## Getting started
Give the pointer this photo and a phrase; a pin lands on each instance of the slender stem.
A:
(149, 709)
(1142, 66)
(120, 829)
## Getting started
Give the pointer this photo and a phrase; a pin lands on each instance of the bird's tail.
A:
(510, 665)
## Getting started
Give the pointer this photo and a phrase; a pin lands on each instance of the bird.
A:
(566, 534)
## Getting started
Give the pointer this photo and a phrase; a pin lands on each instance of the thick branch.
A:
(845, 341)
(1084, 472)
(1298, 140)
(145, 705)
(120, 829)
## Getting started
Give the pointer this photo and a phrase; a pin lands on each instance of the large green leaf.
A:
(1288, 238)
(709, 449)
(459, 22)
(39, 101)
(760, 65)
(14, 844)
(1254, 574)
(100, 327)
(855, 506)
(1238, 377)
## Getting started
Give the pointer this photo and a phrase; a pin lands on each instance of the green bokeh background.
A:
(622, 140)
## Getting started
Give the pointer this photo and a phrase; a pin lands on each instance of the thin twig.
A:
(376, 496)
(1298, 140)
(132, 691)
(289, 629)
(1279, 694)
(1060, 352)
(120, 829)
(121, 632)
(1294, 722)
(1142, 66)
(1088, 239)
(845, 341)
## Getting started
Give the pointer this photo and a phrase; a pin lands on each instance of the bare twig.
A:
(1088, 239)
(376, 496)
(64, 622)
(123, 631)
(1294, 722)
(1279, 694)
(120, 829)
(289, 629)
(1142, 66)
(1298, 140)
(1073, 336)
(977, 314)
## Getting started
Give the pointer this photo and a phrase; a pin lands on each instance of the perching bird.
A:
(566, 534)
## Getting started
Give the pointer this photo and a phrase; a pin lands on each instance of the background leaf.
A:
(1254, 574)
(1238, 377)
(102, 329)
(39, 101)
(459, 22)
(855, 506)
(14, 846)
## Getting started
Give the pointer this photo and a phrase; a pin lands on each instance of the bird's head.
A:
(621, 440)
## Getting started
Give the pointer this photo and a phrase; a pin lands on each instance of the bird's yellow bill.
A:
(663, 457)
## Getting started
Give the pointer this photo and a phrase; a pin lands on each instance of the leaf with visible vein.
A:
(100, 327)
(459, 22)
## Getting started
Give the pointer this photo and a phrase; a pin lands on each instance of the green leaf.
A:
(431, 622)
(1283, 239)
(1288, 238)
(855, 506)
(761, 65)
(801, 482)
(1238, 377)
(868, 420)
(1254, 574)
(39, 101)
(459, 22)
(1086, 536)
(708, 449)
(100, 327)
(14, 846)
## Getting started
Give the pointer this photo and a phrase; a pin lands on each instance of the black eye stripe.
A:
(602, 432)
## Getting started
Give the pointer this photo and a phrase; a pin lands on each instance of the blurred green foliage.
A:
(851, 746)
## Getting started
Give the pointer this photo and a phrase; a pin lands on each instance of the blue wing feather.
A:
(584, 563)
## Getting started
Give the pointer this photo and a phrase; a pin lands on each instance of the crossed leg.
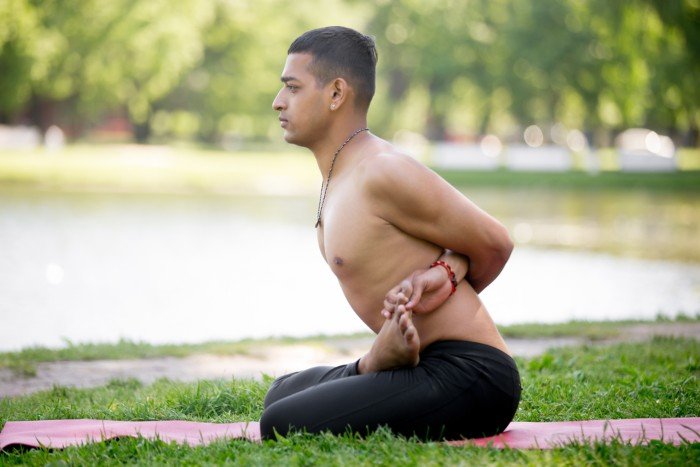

##########

**What is needed:** Please repeat all of the entries above word for word, but drop any pictures.

**Written response:**
## Getting started
Give the pointer this photo and a phrase; a pin lands on each instance of the slender stem.
A:
(149, 709)
(1142, 66)
(120, 829)
## Getting started
Give the pointer this photo and a phrase; a pin lands on each instance of the bird's tail.
A:
(510, 665)
## Getting started
Give the pointer this photo and a phrase; a pin lands on each instance of the bird.
A:
(566, 534)
## Getting started
Give the pointer this photo and a phrase; a pin lands on each instance of the thick branch.
A:
(845, 341)
(1084, 472)
(1298, 140)
(145, 705)
(120, 829)
## Getting started
Give the pointer this photo and a phrase; a pin lands on each instance of the large green leaf.
A:
(1288, 238)
(709, 449)
(459, 22)
(39, 101)
(760, 65)
(14, 844)
(1254, 574)
(100, 327)
(855, 506)
(1238, 377)
## Getting started
Give the pointer this photo and a phrase; a pin lands on each instance of the green bokeh background.
A:
(622, 140)
## Getting started
Give the pointer this photo and a phrase; a pin lands on each instance of the thin twig.
A:
(376, 496)
(1298, 140)
(132, 691)
(289, 629)
(1279, 694)
(1060, 352)
(120, 829)
(121, 632)
(1294, 722)
(1142, 66)
(1088, 239)
(845, 341)
## Getting started
Give the pointer this photo and a phrase; a pin lands on each instance of the bare twig.
A:
(1088, 239)
(376, 496)
(64, 622)
(123, 631)
(1294, 722)
(1279, 694)
(120, 829)
(289, 629)
(1142, 66)
(1298, 140)
(1073, 336)
(977, 314)
## Getting started
Give the pointer this photo and a phrase; a pin lands on each instance of the perching bird.
A:
(566, 534)
## Getting started
Give the pointer this photo and a phrase; a pin lands on each instance of the background leaf.
A:
(1254, 574)
(1238, 377)
(102, 329)
(39, 101)
(459, 22)
(855, 506)
(14, 846)
## Getting started
Give the pointer this photo and a phrase; a pin lands on each instance of the bird's head.
A:
(621, 440)
## Getting started
Give the pointer this photo and a phrase; a pin lands on each instance of the bird's yellow bill.
A:
(663, 457)
## Getting started
Give the pointer this photo and a phrase; a pin lands on each instance of the leaf with visible vein.
A:
(100, 327)
(459, 22)
## Getting started
Give the pointer this photo and a phrase; a pin lands on each instance of the green leaf.
A:
(431, 622)
(1283, 239)
(1288, 238)
(855, 506)
(761, 65)
(801, 482)
(1238, 377)
(868, 420)
(1254, 574)
(39, 101)
(459, 22)
(1086, 536)
(708, 449)
(100, 327)
(14, 846)
## Getting started
Give the pointer this photo and a phrase; a pin lands on each instance of the black eye stripe.
A:
(602, 432)
## Getting started
Give the pointer this photo and a phrase; a pin lands on each instance of the blurred green foliage.
A:
(851, 746)
## Getting started
Give the pointer this photo and a phrase; a pin lands on each instance of the blue wing feather.
A:
(584, 563)
## Getting started
Give the pointer this photo and a phrase; a pin lands on each instance of the crossed leg.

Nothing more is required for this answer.